Quatro décadas se passaram e Cibele Itaboray, de 51 anos, ainda se lembra detalhadamente do dia que foi abusada sexualmente pelo ex-padre Bernardino Batista dos Santos, em 1981. O antigo pároco foi preso nesta quarta-feira (23) em Juatuba, na região metropolitana de Belo Horizonte. Na época, ela tinha 8 anos e tinha acabado de participar da coroação de Nossa Senhora, um rito importante para os fiéis, quando o padre a pegou pela mão e a levou para uma quadra da paróquia que ele era responsável, onde cometeu o crime. Ela conta que, depois que teve consciência do que tinha acontecido, se afastou totalmente da igreja, até os dias de hoje. "A minha fé permanece a mesma, mas eu só me afastei da igreja. Nunca mais fui e não consegui voltar ainda", explica a vítima. 

"Ele era íntimo da minha família e almoçava recorrentemente lá em casa. O dia da minha coração foi um dia de celebração, até o momento em que ele me pegou pela mão, pediu autorização aos meus pais para que eu fosse ajudá-lo a recolher algum documento e me levou para o cômodo ao lado da quadra onde acontecia a celebração. Ele trancou a porta e me disse para não fazermos barulho e nos abaixarmos, pois um homem estava atrás dele. Ele me deitou em um papelão, se deitou em cima de mim e passou a se masturbar, me esfregando. Eu não entendia o que estava acontecendo, mas permaneci calada porque fiquei pensando no homem que estava atrás dele. Assim que ele acabou, ele só disse que 'precisava daquilo', se limpou, e saímos como se nada tivesse acontecido", relembra a vítima.

_____

Tarefas obrigatórias ->
[a] Segundo a reportagem, em que cidade o ex-padre foi preso?
[b] Indique se cada afirmação concorda com a reportagem, respondendo sim ou não e citando o trecho decisivo: (i) A vítima tinha 8 anos quando o crime ocorreu. (ii) A vítima voltou a frequentar a igreja anos depois. (iii) O padre almoçava com frequência na casa da família da vítima.
[c] Escreva a continuação da reportagem a partir da última frase apresentada.

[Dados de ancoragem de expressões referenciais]
_____

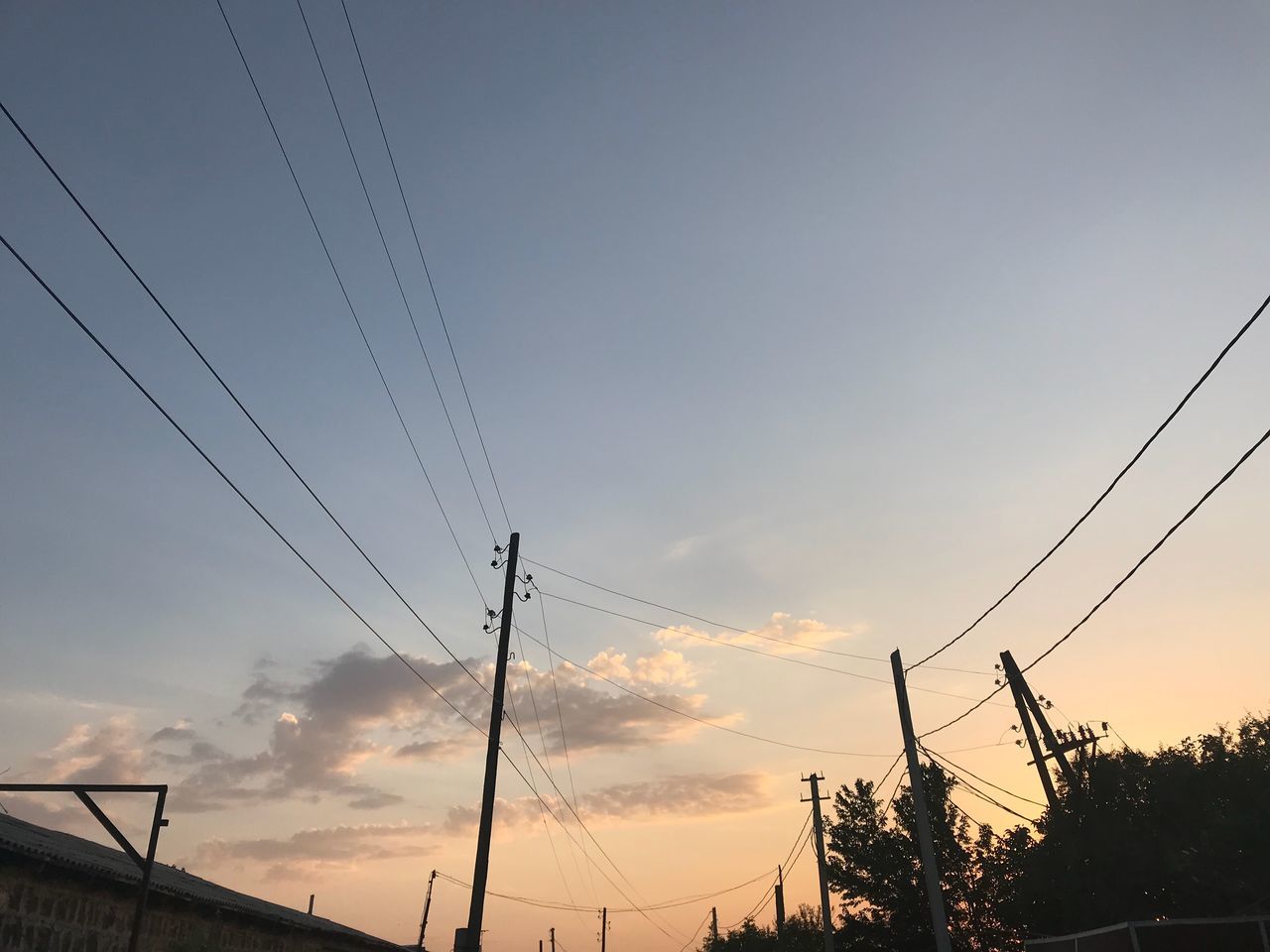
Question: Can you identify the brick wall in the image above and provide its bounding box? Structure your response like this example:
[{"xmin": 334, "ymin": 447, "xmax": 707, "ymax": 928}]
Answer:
[{"xmin": 0, "ymin": 858, "xmax": 396, "ymax": 952}]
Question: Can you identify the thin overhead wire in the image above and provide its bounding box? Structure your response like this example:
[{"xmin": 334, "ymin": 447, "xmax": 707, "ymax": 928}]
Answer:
[
  {"xmin": 537, "ymin": 598, "xmax": 597, "ymax": 900},
  {"xmin": 0, "ymin": 235, "xmax": 682, "ymax": 942},
  {"xmin": 525, "ymin": 558, "xmax": 992, "ymax": 683},
  {"xmin": 904, "ymin": 291, "xmax": 1270, "ymax": 671},
  {"xmin": 0, "ymin": 96, "xmax": 488, "ymax": 692},
  {"xmin": 339, "ymin": 0, "xmax": 512, "ymax": 531},
  {"xmin": 539, "ymin": 589, "xmax": 1008, "ymax": 710},
  {"xmin": 921, "ymin": 420, "xmax": 1270, "ymax": 738},
  {"xmin": 921, "ymin": 744, "xmax": 1045, "ymax": 810},
  {"xmin": 513, "ymin": 631, "xmax": 890, "ymax": 758},
  {"xmin": 296, "ymin": 0, "xmax": 497, "ymax": 544},
  {"xmin": 216, "ymin": 0, "xmax": 489, "ymax": 609},
  {"xmin": 0, "ymin": 235, "xmax": 488, "ymax": 736}
]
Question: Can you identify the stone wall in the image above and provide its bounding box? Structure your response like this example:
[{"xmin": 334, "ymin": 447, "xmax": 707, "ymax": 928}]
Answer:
[{"xmin": 0, "ymin": 857, "xmax": 384, "ymax": 952}]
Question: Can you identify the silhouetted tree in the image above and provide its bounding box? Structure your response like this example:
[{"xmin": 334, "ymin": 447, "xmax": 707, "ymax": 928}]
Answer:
[{"xmin": 828, "ymin": 715, "xmax": 1270, "ymax": 952}]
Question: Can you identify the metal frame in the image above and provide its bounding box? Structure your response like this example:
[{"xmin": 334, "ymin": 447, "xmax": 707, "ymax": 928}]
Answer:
[{"xmin": 0, "ymin": 783, "xmax": 168, "ymax": 952}]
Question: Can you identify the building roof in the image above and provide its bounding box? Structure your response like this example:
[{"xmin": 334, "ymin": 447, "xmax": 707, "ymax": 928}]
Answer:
[{"xmin": 0, "ymin": 813, "xmax": 403, "ymax": 949}]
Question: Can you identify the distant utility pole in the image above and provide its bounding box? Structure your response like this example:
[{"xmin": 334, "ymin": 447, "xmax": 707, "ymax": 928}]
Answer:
[
  {"xmin": 890, "ymin": 649, "xmax": 952, "ymax": 952},
  {"xmin": 454, "ymin": 532, "xmax": 521, "ymax": 952},
  {"xmin": 419, "ymin": 870, "xmax": 437, "ymax": 952},
  {"xmin": 776, "ymin": 866, "xmax": 785, "ymax": 942},
  {"xmin": 803, "ymin": 771, "xmax": 833, "ymax": 952}
]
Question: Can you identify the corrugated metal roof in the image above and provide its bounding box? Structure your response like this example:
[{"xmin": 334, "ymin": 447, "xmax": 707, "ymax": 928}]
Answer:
[{"xmin": 0, "ymin": 813, "xmax": 403, "ymax": 949}]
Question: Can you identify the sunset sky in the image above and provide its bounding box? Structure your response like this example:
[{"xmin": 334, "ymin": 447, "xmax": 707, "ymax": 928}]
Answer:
[{"xmin": 0, "ymin": 0, "xmax": 1270, "ymax": 952}]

_____

Respostas dos exercícios ->
[a] Em Juatuba, na região metropolitana de Belo Horizonte.

[b]
(i) Sim: "Na época, ela tinha 8 anos"
(ii) Não: "Nunca mais fui e não consegui voltar ainda"
(iii) Sim: "almoçava recorrentemente lá em casa"

[c]
Cibele foi estuprada duas vezes até que decidiu confessar à mãe o que tinha acontecido. "Antes da terceira vez acontecer, eu contei para a minha mãe, e ela até denunciou a situação à arquidiocese, que nada fez na época. A igreja tinha alegado que Bernardino tinha uma doença mental. Mesmo assim, continuamos indo à igreja, até que eu parei de vez porque adoeci", disse.

A vítima conta que sofre com doenças psicossomáticas desde aquela época, devido ao grande impacto emocional vivido, e que durante o trauma ela chegou a ter câimbras, espasmos, e até perdeu as forças nas pernas e precisou engatinhar algumas vezes pela casa. "Claro que na década de 80, a psicologia era desacreditada, mas ao longo do tempo eu e os meus médicos fomos percebendo que tudo o que eu sentia no meu corpo acontecia por causa do trauma que eu tinha vivido. Anos depois, fui diagnosticada com esclerose múltipla e todos os meus médicos confirmaram a relação da doença autoimune com o trauma vivenciado", acrescenta. 

Esclerose múltipla é uma doença crônica, degenerativa, autoimune, que ataca as próprias células de defesa do organismo, e inflamatória que afeta o sistema nervoso central. 

'Nunca consegui me casar  por não confiar no outro', diz vítima

Além das consequências em seu corpo físico, Cibele explica que faz terapia há muitos anos para se curar do trauma vivido. Mas, ela afirma que, mesmo sendo mãe de um casal de 27 e 29 anos, e avó de um bebê de 1 ano e meio, ela não conseguiu confiar em alguém afetivamente a ponto de se casar. "É bom ter um companheiro, mas, depois do que eu vivi, eu não consegui confiar em ninguém. Hoje, não me faz falta", acrescenta. 

Durante a criação dos seus filhos, a vítima conta que escolheu a sinceridade, contando tudo o que já tinha acontecido com ela. "Eu acredito que os pais precisam ser assim. Eu contei tudo para eles, de tudo o que eu vivi", disse. 

Alívio após a prisão

"Agora me sinto tranquila e mais aliviada. Mesmo que falar e reviver o trauma neste dia seja difícil, eu me sinto em paz em saber que ele foi preso", disse Cibele Itaboray. Bernardino, de 77 anos, ex-padre da igreja Santa Luzia, no bairro Paraíso, região Leste da capital, foi preso pela Polícia Civil em sua casa, em Juatuba, na região metropolitana de Belo Horizonte, nesta quarta-feira (23).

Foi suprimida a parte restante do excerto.